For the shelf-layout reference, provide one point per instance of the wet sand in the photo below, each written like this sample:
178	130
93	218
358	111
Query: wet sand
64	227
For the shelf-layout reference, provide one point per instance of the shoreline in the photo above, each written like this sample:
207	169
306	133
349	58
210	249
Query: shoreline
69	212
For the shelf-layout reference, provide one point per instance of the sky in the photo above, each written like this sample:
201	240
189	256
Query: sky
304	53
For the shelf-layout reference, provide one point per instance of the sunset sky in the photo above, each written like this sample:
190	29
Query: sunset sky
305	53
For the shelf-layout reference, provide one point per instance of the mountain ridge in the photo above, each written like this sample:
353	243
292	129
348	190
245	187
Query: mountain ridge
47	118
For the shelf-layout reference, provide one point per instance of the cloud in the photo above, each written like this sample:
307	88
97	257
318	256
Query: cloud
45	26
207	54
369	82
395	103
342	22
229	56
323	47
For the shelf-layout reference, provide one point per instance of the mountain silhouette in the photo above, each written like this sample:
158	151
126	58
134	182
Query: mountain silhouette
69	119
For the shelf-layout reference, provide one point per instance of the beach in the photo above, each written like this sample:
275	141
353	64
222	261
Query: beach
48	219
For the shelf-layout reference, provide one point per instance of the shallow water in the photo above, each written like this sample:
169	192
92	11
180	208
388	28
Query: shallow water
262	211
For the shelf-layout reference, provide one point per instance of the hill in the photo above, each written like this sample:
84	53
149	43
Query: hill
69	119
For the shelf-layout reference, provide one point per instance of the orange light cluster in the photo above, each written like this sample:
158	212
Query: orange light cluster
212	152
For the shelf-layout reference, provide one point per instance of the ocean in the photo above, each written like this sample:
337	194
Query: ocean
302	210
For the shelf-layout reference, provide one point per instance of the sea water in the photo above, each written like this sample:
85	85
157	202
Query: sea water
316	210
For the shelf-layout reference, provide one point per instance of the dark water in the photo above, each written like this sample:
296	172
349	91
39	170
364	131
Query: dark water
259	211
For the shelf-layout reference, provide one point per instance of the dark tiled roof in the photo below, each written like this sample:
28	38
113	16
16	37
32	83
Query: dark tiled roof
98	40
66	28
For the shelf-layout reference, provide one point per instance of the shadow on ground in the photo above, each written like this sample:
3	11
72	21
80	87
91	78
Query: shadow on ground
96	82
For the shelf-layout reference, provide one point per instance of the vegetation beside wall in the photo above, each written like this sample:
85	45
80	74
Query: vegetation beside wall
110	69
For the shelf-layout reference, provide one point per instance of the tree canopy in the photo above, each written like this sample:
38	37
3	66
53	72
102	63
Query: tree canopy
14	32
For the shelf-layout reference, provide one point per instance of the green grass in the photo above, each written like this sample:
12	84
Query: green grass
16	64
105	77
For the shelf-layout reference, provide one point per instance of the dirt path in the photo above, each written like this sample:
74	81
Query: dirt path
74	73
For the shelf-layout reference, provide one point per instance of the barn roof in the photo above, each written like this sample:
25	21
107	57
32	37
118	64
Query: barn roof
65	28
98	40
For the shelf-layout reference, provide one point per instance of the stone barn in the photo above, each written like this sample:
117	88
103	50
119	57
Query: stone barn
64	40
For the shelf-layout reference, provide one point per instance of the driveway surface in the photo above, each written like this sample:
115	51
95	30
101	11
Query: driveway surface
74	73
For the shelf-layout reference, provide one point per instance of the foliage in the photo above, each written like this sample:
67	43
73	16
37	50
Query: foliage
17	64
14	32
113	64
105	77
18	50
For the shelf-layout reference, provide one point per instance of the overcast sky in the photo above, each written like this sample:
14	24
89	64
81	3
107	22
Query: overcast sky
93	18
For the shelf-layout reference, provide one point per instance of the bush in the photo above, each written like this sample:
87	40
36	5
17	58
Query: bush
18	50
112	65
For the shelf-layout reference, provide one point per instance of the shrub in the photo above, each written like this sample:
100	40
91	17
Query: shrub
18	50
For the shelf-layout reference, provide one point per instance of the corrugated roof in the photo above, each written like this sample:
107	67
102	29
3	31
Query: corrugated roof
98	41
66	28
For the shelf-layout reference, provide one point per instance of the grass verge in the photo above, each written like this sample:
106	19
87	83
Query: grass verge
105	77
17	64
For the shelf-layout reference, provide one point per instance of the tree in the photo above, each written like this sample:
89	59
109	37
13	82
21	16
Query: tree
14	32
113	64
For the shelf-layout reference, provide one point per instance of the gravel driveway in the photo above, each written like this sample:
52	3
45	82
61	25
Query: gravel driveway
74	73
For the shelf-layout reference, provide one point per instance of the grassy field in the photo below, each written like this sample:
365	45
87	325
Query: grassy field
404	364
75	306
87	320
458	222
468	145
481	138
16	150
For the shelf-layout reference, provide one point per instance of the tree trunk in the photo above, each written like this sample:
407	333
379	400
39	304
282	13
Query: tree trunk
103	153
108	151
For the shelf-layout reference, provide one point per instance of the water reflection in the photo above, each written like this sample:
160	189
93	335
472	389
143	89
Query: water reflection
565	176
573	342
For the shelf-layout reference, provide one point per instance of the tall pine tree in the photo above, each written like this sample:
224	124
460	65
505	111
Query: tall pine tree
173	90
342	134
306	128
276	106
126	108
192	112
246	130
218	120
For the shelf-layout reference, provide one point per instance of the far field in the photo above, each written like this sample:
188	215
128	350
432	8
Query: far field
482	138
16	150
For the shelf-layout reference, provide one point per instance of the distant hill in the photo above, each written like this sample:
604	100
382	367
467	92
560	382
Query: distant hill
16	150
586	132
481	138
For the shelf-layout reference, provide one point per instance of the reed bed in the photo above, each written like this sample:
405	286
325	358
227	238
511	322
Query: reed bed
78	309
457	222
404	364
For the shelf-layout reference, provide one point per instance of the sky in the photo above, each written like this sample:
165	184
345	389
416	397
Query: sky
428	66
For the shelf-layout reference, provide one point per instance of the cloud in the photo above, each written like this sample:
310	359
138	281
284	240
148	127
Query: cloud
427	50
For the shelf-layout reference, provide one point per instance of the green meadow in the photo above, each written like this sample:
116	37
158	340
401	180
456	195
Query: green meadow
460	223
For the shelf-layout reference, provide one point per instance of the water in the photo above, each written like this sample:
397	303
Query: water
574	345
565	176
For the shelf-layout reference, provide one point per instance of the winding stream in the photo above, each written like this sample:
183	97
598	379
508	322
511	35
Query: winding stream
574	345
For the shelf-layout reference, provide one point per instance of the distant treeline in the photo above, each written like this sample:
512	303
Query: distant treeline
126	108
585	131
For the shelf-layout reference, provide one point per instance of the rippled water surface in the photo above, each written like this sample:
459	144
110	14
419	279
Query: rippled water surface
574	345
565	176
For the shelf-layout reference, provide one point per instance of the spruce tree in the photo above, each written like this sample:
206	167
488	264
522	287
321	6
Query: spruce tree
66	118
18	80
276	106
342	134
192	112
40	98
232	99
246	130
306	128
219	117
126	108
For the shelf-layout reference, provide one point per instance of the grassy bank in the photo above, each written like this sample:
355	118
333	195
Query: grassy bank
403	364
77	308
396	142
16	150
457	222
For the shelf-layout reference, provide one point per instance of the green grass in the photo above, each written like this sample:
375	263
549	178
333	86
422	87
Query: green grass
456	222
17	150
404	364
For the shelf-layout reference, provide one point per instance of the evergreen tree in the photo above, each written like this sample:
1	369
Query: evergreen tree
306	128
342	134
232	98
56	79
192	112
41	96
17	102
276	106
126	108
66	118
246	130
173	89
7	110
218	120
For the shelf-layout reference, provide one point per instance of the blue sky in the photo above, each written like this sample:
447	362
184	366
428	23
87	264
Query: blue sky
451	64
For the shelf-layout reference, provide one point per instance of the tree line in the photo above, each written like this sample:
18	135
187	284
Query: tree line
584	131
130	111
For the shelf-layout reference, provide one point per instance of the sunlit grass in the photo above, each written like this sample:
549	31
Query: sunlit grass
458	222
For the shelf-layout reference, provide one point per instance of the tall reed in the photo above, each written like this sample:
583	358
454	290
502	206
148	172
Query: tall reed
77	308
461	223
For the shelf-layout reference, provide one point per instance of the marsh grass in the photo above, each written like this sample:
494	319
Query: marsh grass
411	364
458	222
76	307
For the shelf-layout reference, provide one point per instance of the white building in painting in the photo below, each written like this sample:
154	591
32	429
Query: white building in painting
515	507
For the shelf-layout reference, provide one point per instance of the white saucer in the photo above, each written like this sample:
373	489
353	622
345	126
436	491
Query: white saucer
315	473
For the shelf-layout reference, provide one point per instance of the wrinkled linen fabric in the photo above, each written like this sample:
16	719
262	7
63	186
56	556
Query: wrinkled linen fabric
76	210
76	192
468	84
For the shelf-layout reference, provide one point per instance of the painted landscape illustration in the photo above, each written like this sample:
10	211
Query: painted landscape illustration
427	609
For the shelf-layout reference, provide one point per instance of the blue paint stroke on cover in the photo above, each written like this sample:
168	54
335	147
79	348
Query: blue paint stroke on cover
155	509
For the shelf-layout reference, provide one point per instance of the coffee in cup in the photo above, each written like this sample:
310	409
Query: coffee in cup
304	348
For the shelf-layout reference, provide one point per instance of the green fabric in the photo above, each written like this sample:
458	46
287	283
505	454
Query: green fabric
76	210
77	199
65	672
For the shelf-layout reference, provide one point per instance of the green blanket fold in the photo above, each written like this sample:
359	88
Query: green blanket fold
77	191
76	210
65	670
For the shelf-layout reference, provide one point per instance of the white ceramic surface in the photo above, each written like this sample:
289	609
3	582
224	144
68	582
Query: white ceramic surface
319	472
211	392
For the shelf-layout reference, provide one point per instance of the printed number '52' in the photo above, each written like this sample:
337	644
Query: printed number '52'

::::

Wherever a line of the listing above contains the string "printed", copy that line.

For the shelf-layout reference, provide one point per instance of the printed number '52' in the photo above, each written like this sample:
Query: printed number '52'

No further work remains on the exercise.